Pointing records
--- begin ---

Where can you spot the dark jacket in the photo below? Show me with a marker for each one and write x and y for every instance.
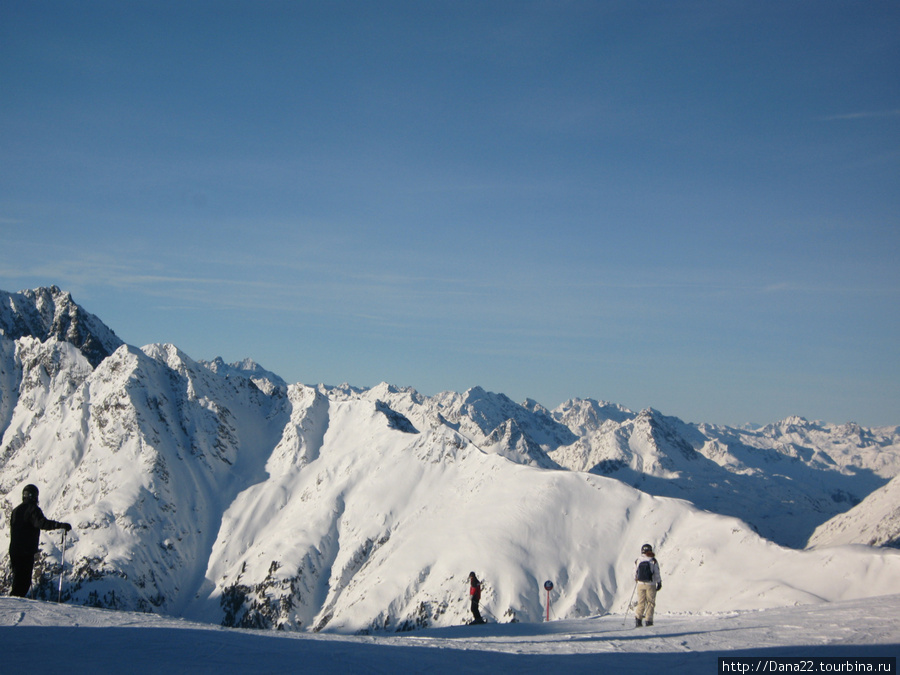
(25, 525)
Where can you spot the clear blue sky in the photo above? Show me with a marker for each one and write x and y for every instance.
(691, 206)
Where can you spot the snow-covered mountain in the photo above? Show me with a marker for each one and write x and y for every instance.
(875, 521)
(218, 492)
(45, 637)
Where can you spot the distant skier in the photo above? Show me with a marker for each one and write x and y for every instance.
(475, 594)
(648, 582)
(25, 525)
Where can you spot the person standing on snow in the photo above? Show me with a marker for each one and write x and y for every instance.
(475, 594)
(25, 525)
(648, 582)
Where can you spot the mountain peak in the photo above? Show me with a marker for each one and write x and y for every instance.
(48, 312)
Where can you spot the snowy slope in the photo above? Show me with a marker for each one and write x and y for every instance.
(46, 637)
(218, 492)
(786, 478)
(875, 521)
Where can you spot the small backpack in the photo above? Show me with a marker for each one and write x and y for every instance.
(645, 571)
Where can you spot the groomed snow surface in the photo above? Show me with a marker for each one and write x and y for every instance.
(42, 637)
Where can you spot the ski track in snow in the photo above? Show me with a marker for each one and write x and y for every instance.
(45, 637)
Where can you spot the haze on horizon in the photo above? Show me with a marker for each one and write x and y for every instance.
(688, 206)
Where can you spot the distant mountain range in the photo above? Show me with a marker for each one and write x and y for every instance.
(220, 492)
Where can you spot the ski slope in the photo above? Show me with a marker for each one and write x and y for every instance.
(42, 637)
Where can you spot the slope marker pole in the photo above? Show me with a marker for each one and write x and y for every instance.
(62, 568)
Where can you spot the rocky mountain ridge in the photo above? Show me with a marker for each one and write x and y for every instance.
(219, 492)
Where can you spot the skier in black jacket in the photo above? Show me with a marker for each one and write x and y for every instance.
(25, 525)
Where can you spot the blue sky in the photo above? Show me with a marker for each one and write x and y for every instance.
(691, 206)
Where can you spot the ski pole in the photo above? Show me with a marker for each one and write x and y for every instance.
(628, 606)
(62, 569)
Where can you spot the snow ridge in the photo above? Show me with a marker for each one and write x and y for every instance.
(219, 493)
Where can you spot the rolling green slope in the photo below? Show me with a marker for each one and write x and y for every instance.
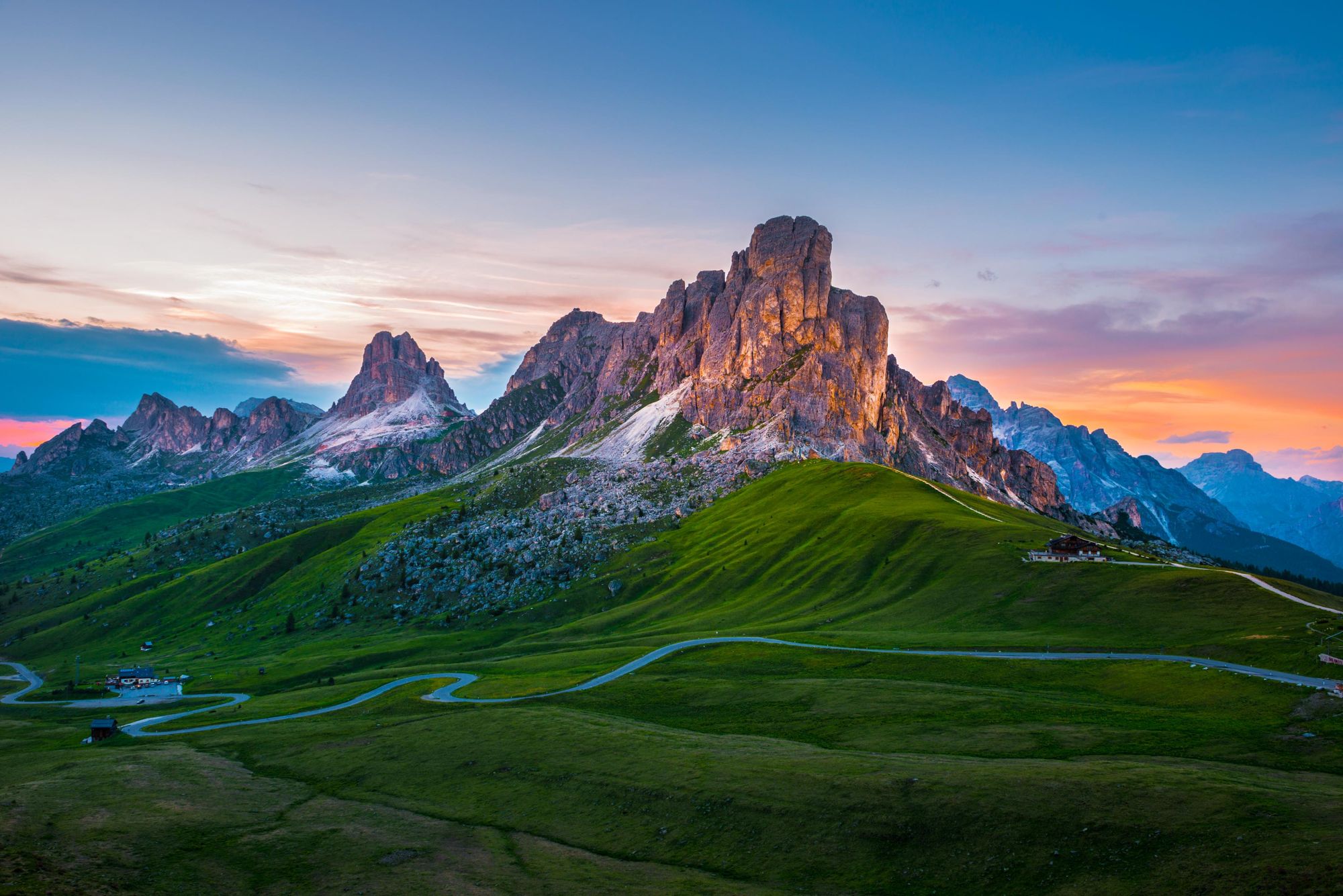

--- end ---

What this task involves
Please repeat every row above word for word, leaving the pictures out.

Exercise response
Where can you spot the dark jacket in the photo below? Show me with a marker for each one and write x and y for every instance.
(25, 525)
Where can you spot the clear blue sky in the photo above? Show me with a marker for each one and write x and y for every instance.
(691, 206)
Where can you spot the snow-covered mountain in the photo above? Show me with a marker for each one and write x and y for every instance.
(875, 521)
(218, 492)
(45, 637)
Where can you spot the distant skier in the photo above? Show me with a marker for each one and write x and y for every instance.
(475, 594)
(648, 582)
(25, 525)
Where can you spot the person standing on snow in the photo above? Show me with a marker for each one and write x and y for every instance.
(475, 594)
(25, 525)
(648, 582)
Where can you spot the mountain peak in the photo above? Show me with a marker for each one and write x and y for every instance.
(48, 312)
Where can you spot the snowy slope in the photo above? Show me with a marker for each one and write x and y for every instance.
(46, 637)
(218, 492)
(786, 478)
(875, 521)
Where can you spot the small backpack in the photo above? Show me with a marker for each one and write x and y for every instance.
(645, 571)
Where can you spot the groomed snow surface in the photo above? Show me with a marker for each one and write x and y for every instance.
(42, 637)
Where can you spot the ski track in snow in the photo above? Show me with a marker for each one and write x and y for every instance.
(45, 637)
Where can you spot the haze on horizon in the photo above? Show me with a marker for each one and write x and y for every instance.
(688, 206)
Where can you spot the distant mountain range in the photo above? Show me with a marker for each one and write x and y for every instance.
(220, 492)
Where can you spot the ski slope in the photo above? Show me with a marker for each one and write x and y for every instance.
(42, 637)
Where can you spot the slope marker pole in the photo above? Show me with a marker for each one and write x and y for every instance.
(62, 568)
Where can you spot the rocky mountain ridge in the photo above? Show me with a marker for each one and write x and y for every instance.
(219, 492)
Where can you spot the skier in black jacket in the photo above? Show me with a marker for each one and write x and y for every instance.
(25, 525)
Where can you spot the blue sky in the photo above? Show me with a marker for each one and write x and y for every instance.
(691, 206)
Where can you spot the ski pole in the photo above? Show me with a marker for each one and write x and y for every instance.
(628, 606)
(62, 569)
Where can you spot the snow ridge in the photo above? Show me with a marker for each one and write x and y for every instance.
(219, 493)
Where can you spot the rolling green slope in the photo below? Show me with a marker for each one and write x and y for every instance.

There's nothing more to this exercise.